Le premier tête-à-tête entre Donald Trump et Kim Jong-un a lieu le mardi 12 juin à Singapour. Dans les coulisses, les équipes des deux chefs d'État travaillent depuis des semaines à la réussite de ce sommet historique. 

Article rédigé par Guillemette Jeannot
France Télévisions
Publié Mis à jour
Temps de lecture : 9min
Assemblage de deux photos, créé le 24 mai 2018. A gauche, le dirigeant nord-coréen Kim Jong-un, le 3 mai 2018 dans un lieu non précisé ; à droite, le président américain Donald Trump, le 23 mai 2018 à Washington.  (AFP)

Si tout va bien, le 12 juin sera une date historique. Kim Jong-un et Donald Trump, les deux dirigeants les plus imprévisibles de la planète, doivent se rencontrer lors d'un sommet inédit à Singapour, à 9 heures (heure locale). Au programme : des discussions sur la dénucléarisation côté nord-coréen et la levée des sanctions internationales côté américain. Mais cette rencontre entre le président de la première puissance mondiale et l'un des dirigeants les plus paranoïaques au monde n'est pas chose aisée.

Qui est chargé de l'organisation de ce sommet ?

Objectif de la tâche: Indiquez, d'après le texte fourni, à quelle heure locale le sommet de Singapour doit commencer.

Données fournies:

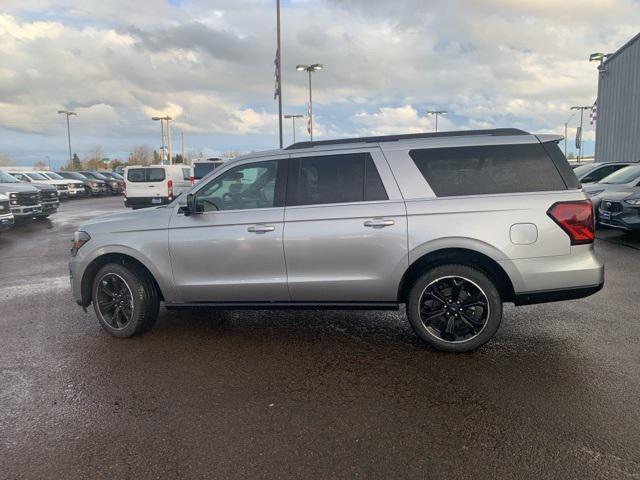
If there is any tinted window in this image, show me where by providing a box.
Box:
[196,160,282,212]
[600,165,640,185]
[127,168,165,183]
[582,165,624,182]
[409,144,567,197]
[289,153,388,205]
[193,162,219,180]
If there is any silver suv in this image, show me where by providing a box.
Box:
[69,129,604,352]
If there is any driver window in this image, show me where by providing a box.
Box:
[196,160,278,212]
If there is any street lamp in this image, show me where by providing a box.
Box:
[564,112,576,158]
[571,105,591,163]
[427,110,448,132]
[58,110,78,168]
[151,115,173,165]
[296,63,324,142]
[284,115,304,143]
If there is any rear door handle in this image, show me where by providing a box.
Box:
[247,225,276,233]
[364,218,396,228]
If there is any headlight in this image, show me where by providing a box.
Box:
[71,232,91,257]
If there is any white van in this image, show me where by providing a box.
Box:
[124,165,193,209]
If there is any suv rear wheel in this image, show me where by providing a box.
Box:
[407,264,502,352]
[91,263,160,338]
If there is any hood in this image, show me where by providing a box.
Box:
[0,182,38,193]
[602,187,640,201]
[78,203,173,236]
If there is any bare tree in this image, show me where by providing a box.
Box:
[128,145,153,165]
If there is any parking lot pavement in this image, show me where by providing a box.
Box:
[0,198,640,479]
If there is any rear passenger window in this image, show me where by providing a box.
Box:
[288,153,388,205]
[409,144,567,197]
[127,168,145,182]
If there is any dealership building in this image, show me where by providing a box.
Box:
[595,34,640,162]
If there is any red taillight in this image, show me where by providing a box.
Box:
[547,200,596,245]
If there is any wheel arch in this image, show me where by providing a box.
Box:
[398,247,515,303]
[80,252,164,308]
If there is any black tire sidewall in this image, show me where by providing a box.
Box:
[91,263,158,338]
[407,264,502,352]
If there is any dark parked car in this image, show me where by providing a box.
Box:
[80,170,123,195]
[56,172,109,195]
[598,187,640,233]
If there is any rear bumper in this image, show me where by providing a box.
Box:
[124,197,171,208]
[498,245,604,305]
[513,282,604,305]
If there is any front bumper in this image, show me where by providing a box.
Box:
[35,200,60,217]
[11,204,42,218]
[0,213,15,232]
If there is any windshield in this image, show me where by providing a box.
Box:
[45,172,64,180]
[25,172,49,182]
[59,172,88,180]
[0,172,20,183]
[573,165,593,178]
[598,165,640,185]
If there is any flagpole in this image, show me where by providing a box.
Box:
[276,0,282,148]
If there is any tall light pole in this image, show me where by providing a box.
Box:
[276,0,282,148]
[151,115,173,165]
[427,110,448,132]
[284,115,304,143]
[571,106,591,163]
[296,63,324,142]
[564,112,576,158]
[58,110,78,168]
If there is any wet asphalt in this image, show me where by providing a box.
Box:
[0,198,640,479]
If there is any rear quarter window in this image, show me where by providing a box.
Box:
[409,144,567,197]
[127,168,165,183]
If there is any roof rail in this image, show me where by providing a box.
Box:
[285,128,529,150]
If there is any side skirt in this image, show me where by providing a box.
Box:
[164,302,400,310]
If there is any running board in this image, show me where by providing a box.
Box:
[164,302,400,310]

Résultat final: Le sommet doit commencer à 9 heures, heure locale.